*Written problem A*
Gather every line of the entries below that contains the word "sure", and copy each one.

*Selected excerpt*
Samuel van Houten (17 February 1837 – 14 October 1930) was a Dutch liberal politician, who served as Minister of the Interior from 1894 to 1897.
Van Houten was born in Groningen into a wealthy Mennonite family.His parents were Derk van Houten, a timber merchant and local politician, and his wife Barbara Elizabeth Meihuizen. After attending a Latin school from 1849 to 1854, he studied Law at the University of Groningen, obtaining a degree in 1859. He then worked as a lawyer. He quickly became involved in the city's politics, getting elected to the municipal council in 1864 and becoming one of the city's aldermen in 1867. About this time Van Houten left the Mennonite Church and became an agnostic.
In 1869, van Houten was first elected to the House of Representatives for the electoral district Groningen. In the House of Representatives, Van Houten quickly established himself as an independent liberal, not reluctant to criticise the Thorbeckian liberal establishment. He denounced what he saw as a centralist tendency in the ideology of their leader, Johan Rudolph Thorbecke, jokingly referring to the latter's views as Bonapartism in 1872. Van Houten, in contrast, adhered to the belief that the historical development of different sectors of society should be respected, in this sense sharing semblance to Abraham Kuyper's theory of sphere sovereignty. This belief led him to take a different position on the issue of the school struggle than most of his fellow liberals.In 1887, he was one of only seven liberals to vote to allow for the equal funding of confessional schools.
Van Houten adhered to the principle of autonomy regarding the individual as well. On the issue of social policy, he believed government intervention was necessary to eliminate barriers to development of the individual so as to create equality of opportunity and thus to promote individual liberty. In this spirit, Van Houten introduced a bill that forbade child labour for children younger than 12 years. This bill, nicknamed the Kinderwetje van Van Houten, became the first social law of the Netherlands in 1874.Nonetheless, van Houten who started out as very progressive gradually became more conservative and opposed further social laws and any egalitarianism by the state. On individual issues, he continued to sponsor progressive causes, writing about feminism, prostitution and birth control. He was president of a Neo-Malthusian society in 1888.

*Working data*
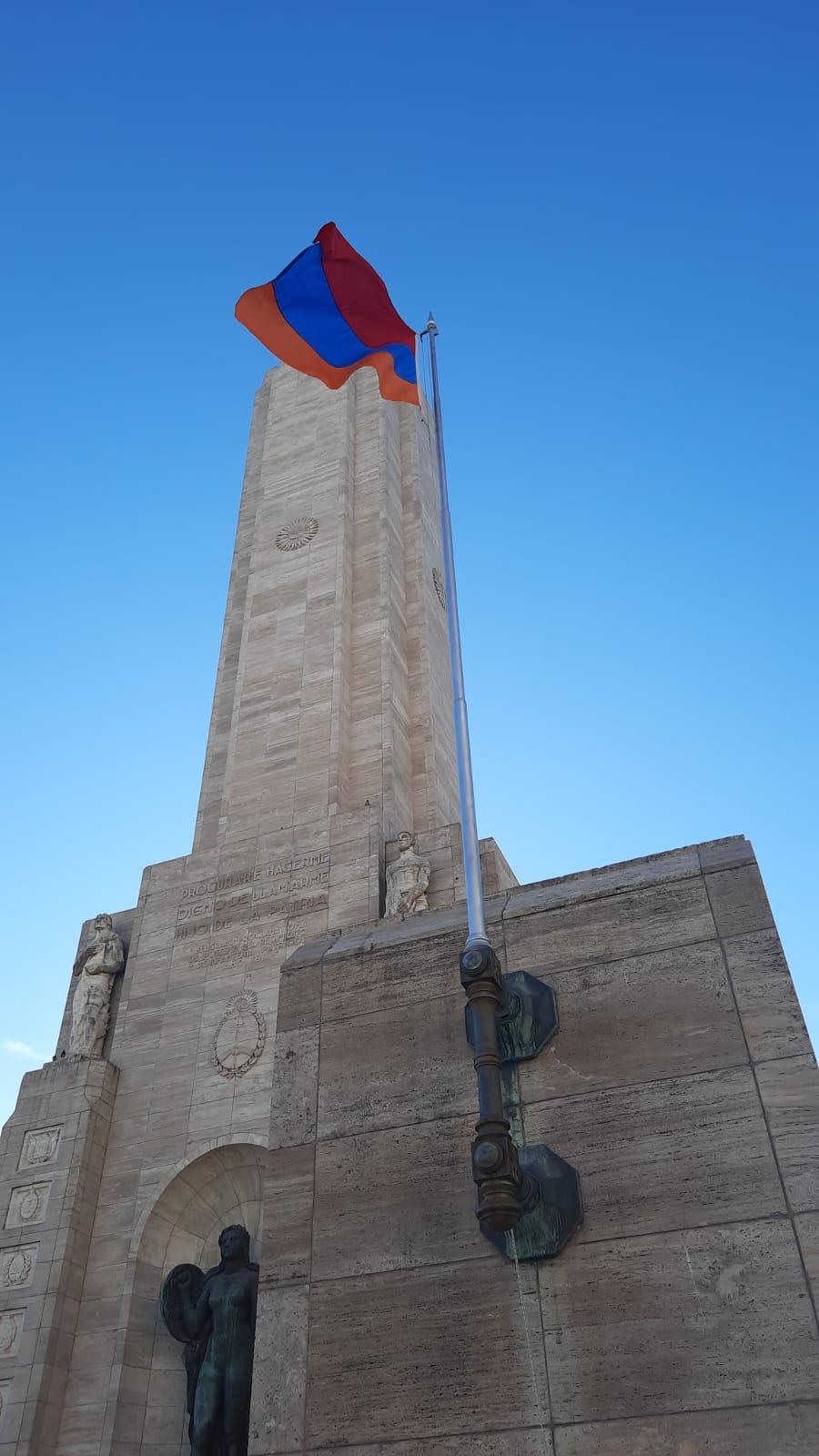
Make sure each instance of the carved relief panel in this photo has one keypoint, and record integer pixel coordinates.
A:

...

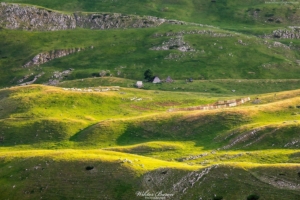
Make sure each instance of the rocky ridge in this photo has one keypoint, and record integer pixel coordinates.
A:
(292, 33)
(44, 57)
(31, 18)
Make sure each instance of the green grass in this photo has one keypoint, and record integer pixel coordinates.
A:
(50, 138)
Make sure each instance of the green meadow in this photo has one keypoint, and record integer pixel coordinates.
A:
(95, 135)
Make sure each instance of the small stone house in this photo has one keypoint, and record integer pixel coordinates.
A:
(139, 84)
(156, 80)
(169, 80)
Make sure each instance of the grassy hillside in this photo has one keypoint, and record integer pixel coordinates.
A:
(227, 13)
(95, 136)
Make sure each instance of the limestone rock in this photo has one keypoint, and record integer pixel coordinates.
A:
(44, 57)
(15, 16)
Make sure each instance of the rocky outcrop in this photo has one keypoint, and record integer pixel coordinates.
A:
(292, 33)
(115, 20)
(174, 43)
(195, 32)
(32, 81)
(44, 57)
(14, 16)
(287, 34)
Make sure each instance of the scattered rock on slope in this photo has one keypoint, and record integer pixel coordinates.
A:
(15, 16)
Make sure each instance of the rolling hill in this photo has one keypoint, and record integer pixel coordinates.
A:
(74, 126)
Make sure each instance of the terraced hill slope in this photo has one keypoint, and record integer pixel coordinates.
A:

*Written problem B*
Retype the passage from the Samuel van Houten biography above, starting with "Van Houten was born" and going on through "became an agnostic.".

*Written reply A*
Make sure each instance of the carved relief panel in this photo has one keypoint, and record integer pixel coordinates.
Make sure each instance of the rocky ridge in this photo has one keypoint, and record integer pixel coordinates.
Make sure each instance of the green grass in this photo has one keypoint, and record integer pixel coordinates.
Make sure each instance of the green meadow in this photo has one keypoint, and record integer pixel coordinates.
Make sure each instance of the small stone house in this photo has one keypoint, and record integer pixel coordinates.
Make sure each instance of the grassy hillside in this photo has one keypoint, and record integer pixel coordinates.
Make sure each instance of the limestone rock in this photo has one keypoint, and record integer pixel coordinates.
Make sure each instance of the rocky outcrop in this photo has one keypoint, and record integer pixel coordinates.
Make sure each instance of the scattered rock on slope in this photo has one keypoint, and record integer pixel coordinates.
Make sure each instance of the rolling hill in this photo has one keypoint, and record integer pixel coordinates.
Make sure each instance of the terraced hill slope in this photo has one keypoint, and record integer pixel coordinates.

*Written reply B*
Van Houten was born in Groningen into a wealthy Mennonite family.His parents were Derk van Houten, a timber merchant and local politician, and his wife Barbara Elizabeth Meihuizen. After attending a Latin school from 1849 to 1854, he studied Law at the University of Groningen, obtaining a degree in 1859. He then worked as a lawyer. He quickly became involved in the city's politics, getting elected to the municipal council in 1864 and becoming one of the city's aldermen in 1867. About this time Van Houten left the Mennonite Church and became an agnostic.